_WORK INSTRUCTIONS_
Retype the material in full, keeping every word the same.

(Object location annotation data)
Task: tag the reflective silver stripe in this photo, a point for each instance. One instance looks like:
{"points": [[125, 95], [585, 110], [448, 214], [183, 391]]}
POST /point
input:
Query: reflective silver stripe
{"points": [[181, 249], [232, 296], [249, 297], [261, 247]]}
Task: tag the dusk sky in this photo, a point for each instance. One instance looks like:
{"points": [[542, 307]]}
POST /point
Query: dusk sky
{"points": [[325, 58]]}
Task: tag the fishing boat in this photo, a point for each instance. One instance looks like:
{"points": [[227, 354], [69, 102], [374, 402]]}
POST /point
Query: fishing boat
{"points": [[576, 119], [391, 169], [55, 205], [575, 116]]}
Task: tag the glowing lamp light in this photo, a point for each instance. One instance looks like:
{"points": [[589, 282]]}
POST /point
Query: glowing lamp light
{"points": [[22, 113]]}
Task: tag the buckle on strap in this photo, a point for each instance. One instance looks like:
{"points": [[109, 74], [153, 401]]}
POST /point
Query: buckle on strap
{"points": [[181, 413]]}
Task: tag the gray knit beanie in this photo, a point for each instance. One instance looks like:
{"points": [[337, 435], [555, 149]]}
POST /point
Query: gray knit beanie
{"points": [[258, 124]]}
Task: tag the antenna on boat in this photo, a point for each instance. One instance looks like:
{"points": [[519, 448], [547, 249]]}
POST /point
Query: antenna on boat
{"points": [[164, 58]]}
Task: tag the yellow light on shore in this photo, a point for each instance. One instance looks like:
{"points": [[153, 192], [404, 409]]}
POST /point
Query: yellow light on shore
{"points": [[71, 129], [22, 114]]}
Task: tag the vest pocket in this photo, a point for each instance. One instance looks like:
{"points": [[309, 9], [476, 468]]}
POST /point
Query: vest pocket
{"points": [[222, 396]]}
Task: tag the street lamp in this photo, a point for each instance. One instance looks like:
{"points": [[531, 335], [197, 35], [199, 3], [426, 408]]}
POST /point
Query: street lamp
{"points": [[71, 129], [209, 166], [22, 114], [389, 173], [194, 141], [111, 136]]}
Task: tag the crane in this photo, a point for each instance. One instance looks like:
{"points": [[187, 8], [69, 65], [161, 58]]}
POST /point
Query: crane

_SOLUTION FOR THIS TASK_
Task: tag the reflective silver stripe in this photo, a point for each instance. One instance looks like:
{"points": [[125, 95], [585, 110], [448, 214], [183, 391]]}
POST /point
input:
Query: reflective silver stripe
{"points": [[181, 249], [232, 296], [249, 297], [261, 247]]}
Task: tag the dusk sky in this photo, a point for each instance. One instance looks like:
{"points": [[542, 307]]}
POST /point
Query: dusk sky
{"points": [[325, 58]]}
Task: tag the fishing boat in this photo, a point for each instance. One instance looks like:
{"points": [[227, 354], [69, 102], [374, 402]]}
POST /point
Query: fishing boat
{"points": [[576, 119], [391, 169], [55, 205], [575, 116]]}
Task: tag the glowing lamp light in this photo, a point for each instance. One instance looks like:
{"points": [[589, 282]]}
POST /point
Query: glowing lamp light
{"points": [[22, 113]]}
Task: tag the buckle on strap in this photo, a point for each instance. One instance looks like:
{"points": [[109, 74], [153, 401]]}
POST /point
Query: buckle on strap
{"points": [[181, 413]]}
Task: tag the gray knit beanie in this photo, a point for each instance. One instance looks like:
{"points": [[337, 435], [555, 149]]}
POST /point
Query: gray knit beanie
{"points": [[258, 124]]}
Task: tag the antenna on boat in this photo, a point for each instance. One instance looks like:
{"points": [[519, 448], [547, 249]]}
POST /point
Query: antenna on boat
{"points": [[164, 58]]}
Task: tag the yellow light on shore in this photo, a point for each instance. One instance looks like:
{"points": [[153, 192], [404, 409]]}
POST /point
Query: yellow light on shore
{"points": [[71, 129], [22, 114]]}
Task: tag the vest pocket in this photo, a point for each instance. One instance looks like:
{"points": [[309, 9], [476, 468]]}
POST /point
Query: vest pocket
{"points": [[222, 396]]}
Task: tag the street lamp in this photo, a point for each instance. One instance looks like:
{"points": [[531, 335], [197, 35], [199, 3], [426, 408]]}
POST /point
Query: street lamp
{"points": [[71, 129], [209, 166], [22, 114], [389, 173], [194, 141], [111, 136]]}
Task: tag the crane in this photo, a point for each instance. One instance looks like:
{"points": [[187, 8], [69, 65], [161, 58]]}
POST /point
Query: crane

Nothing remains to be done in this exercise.